» **About this task**
From the first line to the last, copy the material word for word; pictures stay out.
· · · · · · ·
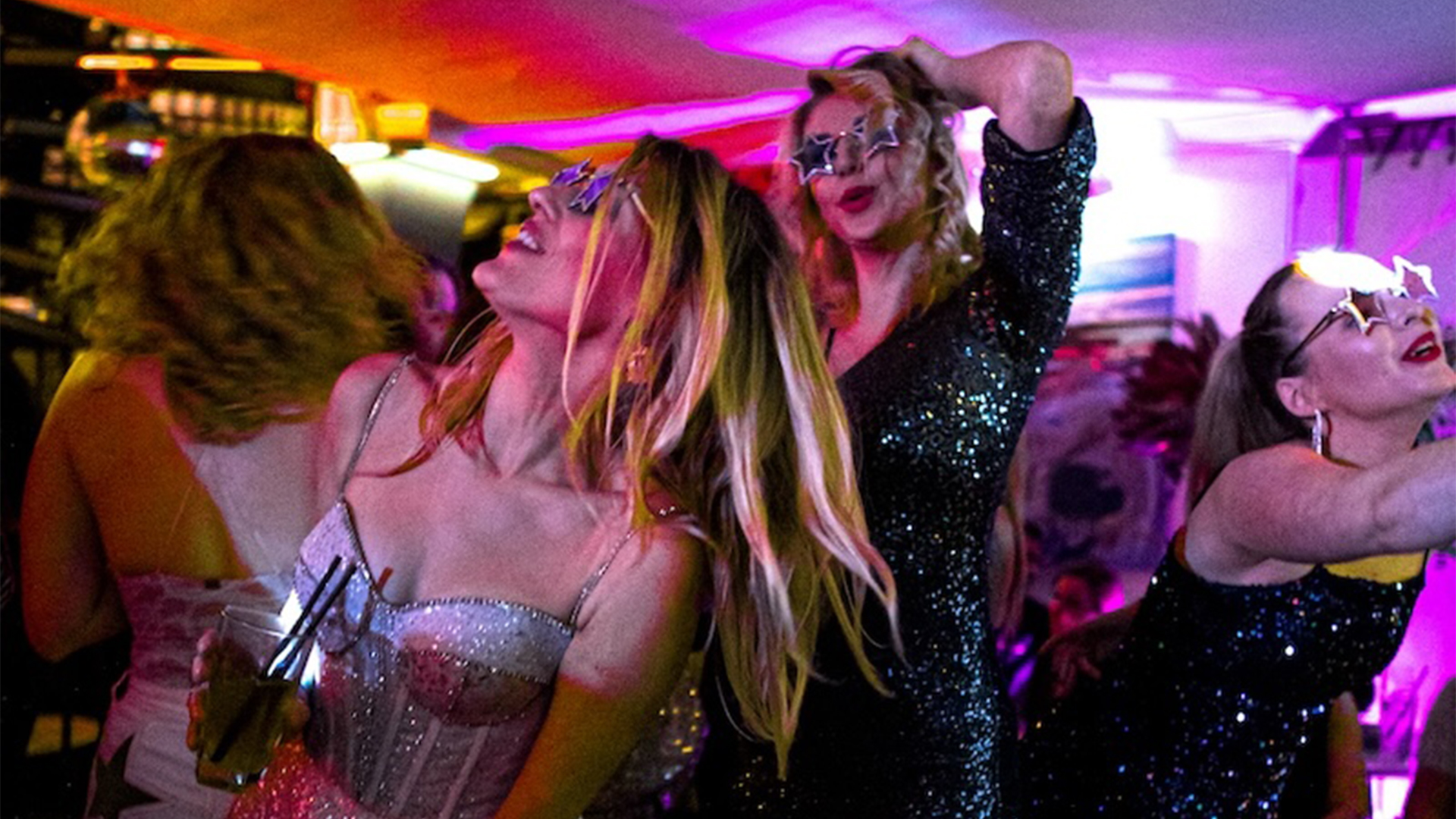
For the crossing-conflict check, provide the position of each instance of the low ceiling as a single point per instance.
(530, 61)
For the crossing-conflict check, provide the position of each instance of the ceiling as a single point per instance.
(554, 74)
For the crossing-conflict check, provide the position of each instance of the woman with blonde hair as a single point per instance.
(647, 431)
(1299, 566)
(938, 335)
(221, 299)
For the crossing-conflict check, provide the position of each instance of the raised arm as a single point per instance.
(69, 594)
(620, 668)
(1288, 503)
(1025, 83)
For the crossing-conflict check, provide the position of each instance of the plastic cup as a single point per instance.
(243, 708)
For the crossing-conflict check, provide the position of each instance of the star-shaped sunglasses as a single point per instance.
(819, 153)
(595, 184)
(1363, 306)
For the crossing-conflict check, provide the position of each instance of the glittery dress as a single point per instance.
(143, 767)
(937, 410)
(1215, 689)
(422, 708)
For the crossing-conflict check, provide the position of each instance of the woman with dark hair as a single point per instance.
(1299, 564)
(221, 297)
(647, 430)
(938, 337)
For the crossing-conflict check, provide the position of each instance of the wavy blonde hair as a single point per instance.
(884, 83)
(720, 397)
(254, 268)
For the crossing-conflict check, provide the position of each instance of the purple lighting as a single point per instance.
(623, 126)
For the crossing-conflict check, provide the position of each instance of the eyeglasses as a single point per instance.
(595, 184)
(819, 153)
(1366, 308)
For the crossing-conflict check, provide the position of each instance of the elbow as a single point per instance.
(50, 643)
(1389, 516)
(1044, 79)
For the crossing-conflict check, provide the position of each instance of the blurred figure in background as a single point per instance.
(437, 311)
(221, 299)
(938, 341)
(1082, 592)
(1433, 792)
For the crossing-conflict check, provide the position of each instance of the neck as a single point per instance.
(1365, 442)
(886, 283)
(526, 413)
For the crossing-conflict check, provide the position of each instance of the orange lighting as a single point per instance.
(402, 121)
(213, 64)
(115, 63)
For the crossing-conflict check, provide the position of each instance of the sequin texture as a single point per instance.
(937, 410)
(1200, 713)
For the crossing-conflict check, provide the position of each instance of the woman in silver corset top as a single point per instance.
(647, 431)
(221, 299)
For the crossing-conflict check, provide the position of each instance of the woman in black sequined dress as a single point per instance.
(1294, 576)
(938, 338)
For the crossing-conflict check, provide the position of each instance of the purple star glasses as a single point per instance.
(595, 184)
(1365, 308)
(819, 153)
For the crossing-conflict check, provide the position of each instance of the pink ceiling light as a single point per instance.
(625, 126)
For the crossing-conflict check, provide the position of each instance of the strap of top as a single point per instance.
(372, 417)
(606, 564)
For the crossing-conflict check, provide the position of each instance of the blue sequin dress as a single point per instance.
(1201, 710)
(937, 409)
· · · · · · ·
» **Result below**
For the crossing-conflict check, provide the position of each instance of the low ceiling as a single point per instance.
(530, 61)
For the crossing-conflict check, provide the position of each instance of the ceiling as a single point per instance.
(554, 74)
For the crossing-conflict check, provide the position of each instance of the woman with blonde hair as a single point per instance.
(647, 431)
(1299, 566)
(938, 335)
(221, 299)
For the crossing-conflict check, provide the position of each instance of the raised arm as a single point per instance.
(69, 594)
(620, 668)
(1288, 503)
(1025, 83)
For the crossing-conflict check, provide the position of each instance of the plastic cup as a single point per instance.
(243, 708)
For the crossing-conflict check, provide the position of each instance of the star-shaped sunglasses as a single point per instance.
(819, 153)
(595, 184)
(1363, 306)
For the crossing-conflict check, provide the position of each instance of the glittery dress as a single point per instance.
(143, 767)
(937, 410)
(1215, 689)
(422, 708)
For the crossing-conflict check, provide the position of each instance of the woman with dark hair as a single point per instance.
(1299, 564)
(221, 297)
(647, 430)
(938, 337)
For the crossing-conflict check, provide the position of each instance of the wavy blonde hair as a single point per instance.
(884, 83)
(720, 397)
(254, 268)
For the crossing-conflict check, provide the position of each instance of the purple lighting as a single point per instance.
(623, 126)
For the crossing-conflict check, provide the position of each instance of the eyeglasses as a single point per instance.
(595, 184)
(819, 153)
(1366, 308)
For the crossing-conflict check, provide the position of each instance of the elbow as a single point per instance.
(50, 643)
(1389, 516)
(1044, 79)
For the crossing-conflict check, provide the position of each instance of the blurred figure in background as a single point per instance.
(437, 311)
(221, 299)
(938, 341)
(1082, 592)
(1433, 792)
For the crossing-conflict check, provide the position of each instance of the neck as a single point per instance.
(1365, 442)
(886, 283)
(526, 413)
For the crossing-conflict check, provide the position of each instance of the orange lighting as a single point per instance.
(402, 121)
(213, 64)
(115, 63)
For the crossing-conflict check, provide the position of each instance of the sequin texture as a single point per instance.
(937, 410)
(1200, 713)
For the crossing-conflict check, provide the position of each instance of the woman in silver corset top as a single point per instance.
(647, 431)
(221, 299)
For the crossing-conflict check, provide the position of each instance of the woman in black sequined dress as a single point per instance.
(1294, 576)
(938, 338)
For the crossing-conflict check, provide the position of each instance of the purple star glasses as a single point per instance.
(595, 184)
(1365, 308)
(819, 153)
For the crossing-conflict check, provide the position of each instance of the pink ceiling light as a single point per instance.
(625, 126)
For the crossing-conflict check, provide the position of each instance of the strap of top as a single point per instance.
(372, 417)
(606, 564)
For the crossing-conflict check, provide the position of each instance of the blue sequin dress as a single point per instance.
(1201, 710)
(937, 409)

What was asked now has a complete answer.